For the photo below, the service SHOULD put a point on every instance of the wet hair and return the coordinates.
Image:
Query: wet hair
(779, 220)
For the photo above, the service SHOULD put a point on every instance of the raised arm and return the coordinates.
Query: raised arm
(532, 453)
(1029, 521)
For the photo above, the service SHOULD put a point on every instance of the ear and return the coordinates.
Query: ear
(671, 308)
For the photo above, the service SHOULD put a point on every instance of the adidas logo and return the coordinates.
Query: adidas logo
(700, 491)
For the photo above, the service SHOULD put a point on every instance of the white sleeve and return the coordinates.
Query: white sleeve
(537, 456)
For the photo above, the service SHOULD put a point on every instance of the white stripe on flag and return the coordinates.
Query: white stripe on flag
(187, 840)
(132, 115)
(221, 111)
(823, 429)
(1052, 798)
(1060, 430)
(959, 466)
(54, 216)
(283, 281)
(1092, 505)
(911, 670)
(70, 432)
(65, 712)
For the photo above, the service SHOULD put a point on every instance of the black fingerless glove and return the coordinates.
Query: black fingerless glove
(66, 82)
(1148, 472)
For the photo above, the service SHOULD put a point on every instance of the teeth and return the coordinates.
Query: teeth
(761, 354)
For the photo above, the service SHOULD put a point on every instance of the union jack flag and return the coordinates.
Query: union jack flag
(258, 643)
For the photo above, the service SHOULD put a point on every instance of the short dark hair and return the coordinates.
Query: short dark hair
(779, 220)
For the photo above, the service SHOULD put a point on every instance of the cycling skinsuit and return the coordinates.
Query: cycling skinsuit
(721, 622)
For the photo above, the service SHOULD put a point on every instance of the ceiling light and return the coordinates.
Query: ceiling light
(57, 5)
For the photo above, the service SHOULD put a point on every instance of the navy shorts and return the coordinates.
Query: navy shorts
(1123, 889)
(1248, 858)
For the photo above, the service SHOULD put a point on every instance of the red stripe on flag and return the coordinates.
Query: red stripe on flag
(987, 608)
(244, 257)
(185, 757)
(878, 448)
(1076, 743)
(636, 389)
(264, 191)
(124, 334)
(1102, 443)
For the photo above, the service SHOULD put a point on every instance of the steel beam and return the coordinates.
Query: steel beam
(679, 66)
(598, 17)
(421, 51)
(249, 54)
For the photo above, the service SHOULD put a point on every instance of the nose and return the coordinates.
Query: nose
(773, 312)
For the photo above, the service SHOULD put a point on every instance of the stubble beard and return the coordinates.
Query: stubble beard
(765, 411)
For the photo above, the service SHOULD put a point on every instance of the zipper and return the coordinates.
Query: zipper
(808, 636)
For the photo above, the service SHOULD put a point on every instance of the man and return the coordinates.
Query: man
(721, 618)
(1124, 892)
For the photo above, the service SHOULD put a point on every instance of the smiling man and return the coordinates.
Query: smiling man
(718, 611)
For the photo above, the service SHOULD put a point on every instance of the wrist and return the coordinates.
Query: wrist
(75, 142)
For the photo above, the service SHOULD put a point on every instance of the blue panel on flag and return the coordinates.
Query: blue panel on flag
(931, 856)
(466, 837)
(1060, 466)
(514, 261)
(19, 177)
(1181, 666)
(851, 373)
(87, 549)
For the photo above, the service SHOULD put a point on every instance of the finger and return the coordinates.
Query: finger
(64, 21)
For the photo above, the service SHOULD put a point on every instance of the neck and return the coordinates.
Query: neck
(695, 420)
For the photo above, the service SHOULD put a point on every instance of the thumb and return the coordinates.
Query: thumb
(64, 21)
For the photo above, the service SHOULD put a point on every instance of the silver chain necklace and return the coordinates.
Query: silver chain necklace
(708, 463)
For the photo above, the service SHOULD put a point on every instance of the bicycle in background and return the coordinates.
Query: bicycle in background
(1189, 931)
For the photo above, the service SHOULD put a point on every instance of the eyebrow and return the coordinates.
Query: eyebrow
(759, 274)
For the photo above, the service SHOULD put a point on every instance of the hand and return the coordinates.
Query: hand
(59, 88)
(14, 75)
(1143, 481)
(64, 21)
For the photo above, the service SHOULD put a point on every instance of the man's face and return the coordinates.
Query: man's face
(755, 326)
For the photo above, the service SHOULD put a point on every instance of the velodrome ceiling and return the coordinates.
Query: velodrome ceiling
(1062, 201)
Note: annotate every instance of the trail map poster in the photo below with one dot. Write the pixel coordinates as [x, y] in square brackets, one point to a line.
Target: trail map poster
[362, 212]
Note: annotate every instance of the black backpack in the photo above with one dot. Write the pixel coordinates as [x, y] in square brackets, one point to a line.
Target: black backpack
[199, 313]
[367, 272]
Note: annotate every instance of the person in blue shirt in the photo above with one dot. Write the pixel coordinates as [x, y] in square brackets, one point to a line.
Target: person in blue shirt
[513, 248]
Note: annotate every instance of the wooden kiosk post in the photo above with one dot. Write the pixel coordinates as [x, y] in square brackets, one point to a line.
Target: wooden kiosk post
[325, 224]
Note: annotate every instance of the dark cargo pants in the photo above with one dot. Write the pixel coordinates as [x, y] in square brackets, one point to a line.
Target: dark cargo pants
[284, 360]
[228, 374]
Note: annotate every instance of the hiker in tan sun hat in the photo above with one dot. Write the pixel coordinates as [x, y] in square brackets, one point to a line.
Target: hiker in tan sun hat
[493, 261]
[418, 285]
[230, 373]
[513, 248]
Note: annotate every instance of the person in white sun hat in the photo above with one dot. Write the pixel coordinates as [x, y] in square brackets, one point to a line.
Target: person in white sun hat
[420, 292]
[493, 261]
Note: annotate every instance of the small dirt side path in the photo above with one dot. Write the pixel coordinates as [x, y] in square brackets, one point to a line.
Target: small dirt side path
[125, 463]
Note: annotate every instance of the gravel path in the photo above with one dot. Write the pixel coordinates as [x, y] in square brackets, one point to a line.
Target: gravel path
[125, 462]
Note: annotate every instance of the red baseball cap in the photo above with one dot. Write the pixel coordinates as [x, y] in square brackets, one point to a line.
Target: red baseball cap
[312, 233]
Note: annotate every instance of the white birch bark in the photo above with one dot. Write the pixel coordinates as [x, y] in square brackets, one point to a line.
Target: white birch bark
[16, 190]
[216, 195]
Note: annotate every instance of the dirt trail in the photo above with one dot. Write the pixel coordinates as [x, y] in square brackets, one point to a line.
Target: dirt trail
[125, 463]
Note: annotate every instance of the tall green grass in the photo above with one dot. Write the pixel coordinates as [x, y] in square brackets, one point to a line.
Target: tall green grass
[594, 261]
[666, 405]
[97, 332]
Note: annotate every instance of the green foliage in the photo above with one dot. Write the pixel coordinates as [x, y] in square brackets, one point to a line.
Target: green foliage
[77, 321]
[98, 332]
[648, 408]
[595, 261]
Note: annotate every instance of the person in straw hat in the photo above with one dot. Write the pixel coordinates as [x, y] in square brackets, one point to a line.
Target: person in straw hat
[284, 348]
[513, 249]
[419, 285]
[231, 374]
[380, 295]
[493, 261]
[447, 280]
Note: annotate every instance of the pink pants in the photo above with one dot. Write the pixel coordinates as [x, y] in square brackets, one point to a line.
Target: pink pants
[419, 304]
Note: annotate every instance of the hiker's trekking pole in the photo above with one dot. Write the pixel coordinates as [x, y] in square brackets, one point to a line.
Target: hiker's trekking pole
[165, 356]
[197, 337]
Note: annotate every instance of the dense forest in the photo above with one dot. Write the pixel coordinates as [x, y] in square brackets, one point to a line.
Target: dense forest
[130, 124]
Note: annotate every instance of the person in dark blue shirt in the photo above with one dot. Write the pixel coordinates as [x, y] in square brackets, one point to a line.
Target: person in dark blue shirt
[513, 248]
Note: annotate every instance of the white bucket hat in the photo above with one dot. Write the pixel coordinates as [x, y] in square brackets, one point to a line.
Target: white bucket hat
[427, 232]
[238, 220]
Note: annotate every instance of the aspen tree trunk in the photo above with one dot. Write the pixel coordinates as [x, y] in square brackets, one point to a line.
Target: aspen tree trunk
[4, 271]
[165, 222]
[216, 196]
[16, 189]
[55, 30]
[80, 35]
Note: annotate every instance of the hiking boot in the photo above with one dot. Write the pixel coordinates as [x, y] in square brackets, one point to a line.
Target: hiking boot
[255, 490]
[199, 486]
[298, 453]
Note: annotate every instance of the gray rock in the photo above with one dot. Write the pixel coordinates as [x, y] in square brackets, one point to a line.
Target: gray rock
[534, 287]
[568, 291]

+++

Written problem — Convert the stretch of the listing above, from the line containing "hand and return the coordinates." through the line containing "(1062, 201)", into a Markdown table with the columns Row and Entry. Number each line in Row, place the line in Entry, and omit any blank lines.

Full output —
| Row | Entry |
|---|---|
| 1 | For the photo above, the service SHOULD put a point on every instance of the hand and return the coordinates. |
| 2 | Query: hand |
| 3 | (59, 88) |
| 4 | (14, 75) |
| 5 | (1143, 481) |
| 6 | (64, 21) |
| 7 | For the photo above, the service SHOULD put a point on every instance of the man's face and return the coordinates. |
| 8 | Query: man's face |
| 9 | (755, 326) |
| 10 | For the photo above, the service SHOULD put a point on every instance of the velodrome ceiling and return the coordinates. |
| 11 | Query: velodrome ceiling |
| 12 | (1062, 201) |